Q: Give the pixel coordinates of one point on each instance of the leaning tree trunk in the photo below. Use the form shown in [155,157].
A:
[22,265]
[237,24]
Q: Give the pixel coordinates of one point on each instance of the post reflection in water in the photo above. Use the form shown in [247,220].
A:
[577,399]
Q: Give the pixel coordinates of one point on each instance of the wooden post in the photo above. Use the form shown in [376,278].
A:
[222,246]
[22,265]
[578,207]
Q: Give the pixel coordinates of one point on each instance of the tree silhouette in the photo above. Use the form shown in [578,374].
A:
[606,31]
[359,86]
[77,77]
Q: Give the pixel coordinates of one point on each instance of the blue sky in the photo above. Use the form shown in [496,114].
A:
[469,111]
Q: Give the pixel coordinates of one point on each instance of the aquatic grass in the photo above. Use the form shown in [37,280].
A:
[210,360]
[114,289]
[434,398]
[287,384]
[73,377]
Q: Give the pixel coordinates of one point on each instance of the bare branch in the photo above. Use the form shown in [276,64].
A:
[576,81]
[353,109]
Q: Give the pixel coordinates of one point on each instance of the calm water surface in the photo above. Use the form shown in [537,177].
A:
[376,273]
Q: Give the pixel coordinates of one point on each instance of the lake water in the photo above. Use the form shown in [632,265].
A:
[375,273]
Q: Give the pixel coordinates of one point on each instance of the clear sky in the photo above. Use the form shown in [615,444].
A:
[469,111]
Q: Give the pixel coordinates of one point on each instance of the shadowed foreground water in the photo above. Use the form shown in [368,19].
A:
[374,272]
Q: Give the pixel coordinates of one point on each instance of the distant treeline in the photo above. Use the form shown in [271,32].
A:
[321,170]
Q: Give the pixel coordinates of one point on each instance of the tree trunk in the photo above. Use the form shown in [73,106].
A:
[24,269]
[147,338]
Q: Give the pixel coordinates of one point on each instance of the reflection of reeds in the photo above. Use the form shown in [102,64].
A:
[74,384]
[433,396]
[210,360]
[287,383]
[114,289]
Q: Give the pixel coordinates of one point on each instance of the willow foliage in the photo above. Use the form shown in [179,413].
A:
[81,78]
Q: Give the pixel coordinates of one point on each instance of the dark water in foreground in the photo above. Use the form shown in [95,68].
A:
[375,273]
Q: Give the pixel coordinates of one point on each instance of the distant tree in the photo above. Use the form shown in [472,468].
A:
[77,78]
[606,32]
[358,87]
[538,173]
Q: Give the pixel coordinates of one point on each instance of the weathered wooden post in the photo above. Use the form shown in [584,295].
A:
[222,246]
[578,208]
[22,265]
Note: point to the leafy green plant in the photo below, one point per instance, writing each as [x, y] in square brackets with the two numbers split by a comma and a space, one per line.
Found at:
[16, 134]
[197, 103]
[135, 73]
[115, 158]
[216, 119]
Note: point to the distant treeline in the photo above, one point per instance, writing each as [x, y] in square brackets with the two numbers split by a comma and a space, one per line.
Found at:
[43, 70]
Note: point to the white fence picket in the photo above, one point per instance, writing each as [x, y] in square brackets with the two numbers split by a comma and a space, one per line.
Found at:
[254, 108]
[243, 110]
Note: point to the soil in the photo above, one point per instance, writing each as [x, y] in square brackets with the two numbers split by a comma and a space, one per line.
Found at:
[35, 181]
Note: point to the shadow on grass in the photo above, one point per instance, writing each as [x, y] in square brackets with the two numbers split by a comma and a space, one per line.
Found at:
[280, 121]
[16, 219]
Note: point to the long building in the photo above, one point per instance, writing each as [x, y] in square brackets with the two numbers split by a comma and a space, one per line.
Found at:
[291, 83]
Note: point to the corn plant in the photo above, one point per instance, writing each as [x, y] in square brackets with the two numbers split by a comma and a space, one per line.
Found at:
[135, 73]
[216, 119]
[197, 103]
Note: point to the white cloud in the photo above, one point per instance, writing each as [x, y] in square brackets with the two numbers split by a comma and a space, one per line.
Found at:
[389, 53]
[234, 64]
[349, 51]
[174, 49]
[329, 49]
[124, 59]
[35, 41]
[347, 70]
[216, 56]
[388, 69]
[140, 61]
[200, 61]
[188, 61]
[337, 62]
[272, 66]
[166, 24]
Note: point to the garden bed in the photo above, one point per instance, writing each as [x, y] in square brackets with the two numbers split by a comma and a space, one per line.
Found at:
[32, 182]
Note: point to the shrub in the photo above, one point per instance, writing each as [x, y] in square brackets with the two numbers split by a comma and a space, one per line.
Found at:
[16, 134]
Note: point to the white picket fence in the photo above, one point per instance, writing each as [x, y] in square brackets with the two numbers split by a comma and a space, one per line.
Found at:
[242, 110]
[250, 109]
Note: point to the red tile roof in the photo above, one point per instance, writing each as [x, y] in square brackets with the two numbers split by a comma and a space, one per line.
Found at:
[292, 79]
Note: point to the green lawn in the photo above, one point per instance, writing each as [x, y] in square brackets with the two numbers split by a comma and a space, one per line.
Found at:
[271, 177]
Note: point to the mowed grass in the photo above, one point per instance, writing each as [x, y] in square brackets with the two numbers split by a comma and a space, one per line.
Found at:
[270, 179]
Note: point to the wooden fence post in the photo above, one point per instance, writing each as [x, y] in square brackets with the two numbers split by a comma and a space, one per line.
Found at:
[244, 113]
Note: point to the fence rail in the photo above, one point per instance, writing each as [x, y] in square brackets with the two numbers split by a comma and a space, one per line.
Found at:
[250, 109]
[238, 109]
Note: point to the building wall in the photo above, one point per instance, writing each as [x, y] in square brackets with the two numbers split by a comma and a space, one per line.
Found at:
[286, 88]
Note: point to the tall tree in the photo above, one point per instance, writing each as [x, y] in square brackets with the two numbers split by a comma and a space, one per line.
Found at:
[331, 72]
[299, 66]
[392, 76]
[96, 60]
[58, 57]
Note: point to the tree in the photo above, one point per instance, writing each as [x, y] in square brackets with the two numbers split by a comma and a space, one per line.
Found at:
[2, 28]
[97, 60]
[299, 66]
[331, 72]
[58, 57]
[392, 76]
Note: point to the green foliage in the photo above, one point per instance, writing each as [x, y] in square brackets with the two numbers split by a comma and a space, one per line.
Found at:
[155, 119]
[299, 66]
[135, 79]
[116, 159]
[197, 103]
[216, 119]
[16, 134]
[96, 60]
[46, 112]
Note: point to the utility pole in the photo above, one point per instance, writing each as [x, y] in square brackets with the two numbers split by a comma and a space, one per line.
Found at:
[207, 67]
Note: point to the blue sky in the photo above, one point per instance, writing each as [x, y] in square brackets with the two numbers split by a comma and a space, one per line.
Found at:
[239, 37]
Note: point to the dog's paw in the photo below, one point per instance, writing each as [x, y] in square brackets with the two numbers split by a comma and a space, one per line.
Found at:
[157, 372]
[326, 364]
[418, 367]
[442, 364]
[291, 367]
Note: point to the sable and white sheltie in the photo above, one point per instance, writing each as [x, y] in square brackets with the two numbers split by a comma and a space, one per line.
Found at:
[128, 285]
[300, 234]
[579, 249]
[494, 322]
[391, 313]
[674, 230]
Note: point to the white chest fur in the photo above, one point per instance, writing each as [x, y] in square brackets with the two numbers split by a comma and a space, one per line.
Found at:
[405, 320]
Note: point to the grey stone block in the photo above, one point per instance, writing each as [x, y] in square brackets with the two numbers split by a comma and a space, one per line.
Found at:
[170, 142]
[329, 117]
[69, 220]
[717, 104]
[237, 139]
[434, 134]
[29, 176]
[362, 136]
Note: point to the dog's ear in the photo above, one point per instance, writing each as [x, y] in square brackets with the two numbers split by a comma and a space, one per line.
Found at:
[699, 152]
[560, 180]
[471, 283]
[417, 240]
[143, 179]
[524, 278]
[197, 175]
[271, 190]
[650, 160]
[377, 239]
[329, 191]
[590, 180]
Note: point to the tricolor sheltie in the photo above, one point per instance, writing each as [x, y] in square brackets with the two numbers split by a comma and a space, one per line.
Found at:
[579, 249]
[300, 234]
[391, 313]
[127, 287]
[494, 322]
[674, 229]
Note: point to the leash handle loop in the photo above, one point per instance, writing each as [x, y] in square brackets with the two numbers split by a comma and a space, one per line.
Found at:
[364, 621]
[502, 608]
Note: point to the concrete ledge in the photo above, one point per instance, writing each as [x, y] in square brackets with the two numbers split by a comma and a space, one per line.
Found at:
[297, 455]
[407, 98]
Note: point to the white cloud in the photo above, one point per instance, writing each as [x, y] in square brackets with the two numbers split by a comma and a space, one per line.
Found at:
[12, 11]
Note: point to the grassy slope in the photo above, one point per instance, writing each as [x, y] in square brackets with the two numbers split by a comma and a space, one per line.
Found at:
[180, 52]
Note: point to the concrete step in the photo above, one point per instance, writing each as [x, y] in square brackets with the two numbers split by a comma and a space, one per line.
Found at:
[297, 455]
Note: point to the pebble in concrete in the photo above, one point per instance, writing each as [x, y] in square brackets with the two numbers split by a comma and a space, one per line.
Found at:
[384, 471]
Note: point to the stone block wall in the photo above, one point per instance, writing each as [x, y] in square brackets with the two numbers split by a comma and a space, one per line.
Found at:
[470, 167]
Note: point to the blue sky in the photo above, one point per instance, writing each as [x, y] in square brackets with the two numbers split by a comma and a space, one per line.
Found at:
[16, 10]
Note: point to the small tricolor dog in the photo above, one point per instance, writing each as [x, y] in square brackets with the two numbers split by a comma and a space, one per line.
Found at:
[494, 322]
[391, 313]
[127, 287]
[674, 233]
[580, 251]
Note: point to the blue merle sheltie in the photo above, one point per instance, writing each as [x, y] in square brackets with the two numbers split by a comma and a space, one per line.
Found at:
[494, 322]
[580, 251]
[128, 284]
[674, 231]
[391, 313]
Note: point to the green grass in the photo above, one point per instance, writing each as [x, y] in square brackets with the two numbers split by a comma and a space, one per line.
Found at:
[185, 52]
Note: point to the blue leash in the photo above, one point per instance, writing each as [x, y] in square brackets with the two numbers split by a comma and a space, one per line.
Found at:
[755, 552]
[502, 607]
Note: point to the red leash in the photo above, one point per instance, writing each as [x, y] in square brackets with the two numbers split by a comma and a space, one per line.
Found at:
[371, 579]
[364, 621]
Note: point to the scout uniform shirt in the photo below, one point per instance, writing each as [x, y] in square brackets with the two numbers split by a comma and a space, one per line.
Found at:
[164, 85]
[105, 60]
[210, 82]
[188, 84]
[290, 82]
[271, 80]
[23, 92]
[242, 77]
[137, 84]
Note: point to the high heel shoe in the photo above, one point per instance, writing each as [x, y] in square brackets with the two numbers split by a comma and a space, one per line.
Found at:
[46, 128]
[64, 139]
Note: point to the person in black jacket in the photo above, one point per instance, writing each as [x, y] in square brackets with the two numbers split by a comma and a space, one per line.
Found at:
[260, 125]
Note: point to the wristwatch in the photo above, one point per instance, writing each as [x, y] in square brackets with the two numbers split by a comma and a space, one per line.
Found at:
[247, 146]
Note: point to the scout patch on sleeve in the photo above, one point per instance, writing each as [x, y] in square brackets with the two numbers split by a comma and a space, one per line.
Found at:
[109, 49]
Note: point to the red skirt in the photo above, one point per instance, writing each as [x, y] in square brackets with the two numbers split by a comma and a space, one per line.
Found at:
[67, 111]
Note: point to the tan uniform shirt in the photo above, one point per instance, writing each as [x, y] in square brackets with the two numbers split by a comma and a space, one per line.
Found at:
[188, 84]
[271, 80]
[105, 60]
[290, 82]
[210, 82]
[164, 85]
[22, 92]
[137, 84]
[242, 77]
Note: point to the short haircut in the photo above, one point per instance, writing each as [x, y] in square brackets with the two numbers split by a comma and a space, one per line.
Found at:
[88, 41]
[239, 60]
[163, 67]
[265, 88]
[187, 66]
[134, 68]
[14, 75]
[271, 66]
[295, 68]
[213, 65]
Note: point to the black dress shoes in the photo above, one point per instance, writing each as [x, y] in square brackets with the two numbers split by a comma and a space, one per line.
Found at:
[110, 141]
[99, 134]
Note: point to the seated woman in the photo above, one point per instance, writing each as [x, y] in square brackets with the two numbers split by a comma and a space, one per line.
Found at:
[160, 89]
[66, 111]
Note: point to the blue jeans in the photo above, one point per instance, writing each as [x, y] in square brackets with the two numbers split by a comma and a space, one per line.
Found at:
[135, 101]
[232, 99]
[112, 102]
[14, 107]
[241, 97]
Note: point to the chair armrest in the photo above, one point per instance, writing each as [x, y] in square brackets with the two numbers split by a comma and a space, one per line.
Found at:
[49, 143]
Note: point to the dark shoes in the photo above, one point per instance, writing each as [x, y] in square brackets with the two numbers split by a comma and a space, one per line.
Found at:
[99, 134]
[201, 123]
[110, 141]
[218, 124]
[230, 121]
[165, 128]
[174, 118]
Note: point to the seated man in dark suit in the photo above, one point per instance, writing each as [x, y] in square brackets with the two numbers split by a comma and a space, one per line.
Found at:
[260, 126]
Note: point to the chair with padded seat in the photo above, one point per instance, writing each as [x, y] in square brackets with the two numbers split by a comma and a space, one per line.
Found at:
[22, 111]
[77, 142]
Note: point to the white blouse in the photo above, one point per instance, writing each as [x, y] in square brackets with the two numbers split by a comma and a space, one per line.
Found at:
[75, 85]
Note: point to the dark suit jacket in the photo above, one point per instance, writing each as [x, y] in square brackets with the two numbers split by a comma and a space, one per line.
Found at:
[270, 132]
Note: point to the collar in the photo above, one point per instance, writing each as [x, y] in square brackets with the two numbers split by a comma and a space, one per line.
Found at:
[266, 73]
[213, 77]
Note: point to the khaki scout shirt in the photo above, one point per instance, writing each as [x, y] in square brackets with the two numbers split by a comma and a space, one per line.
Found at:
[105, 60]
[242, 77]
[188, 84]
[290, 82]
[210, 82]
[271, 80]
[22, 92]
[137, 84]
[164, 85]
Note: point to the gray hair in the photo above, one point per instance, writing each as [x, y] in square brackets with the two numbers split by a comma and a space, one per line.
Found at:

How to complete this task → Find the number of lines in the records that include the word "picket". Write only that number.

Result → 2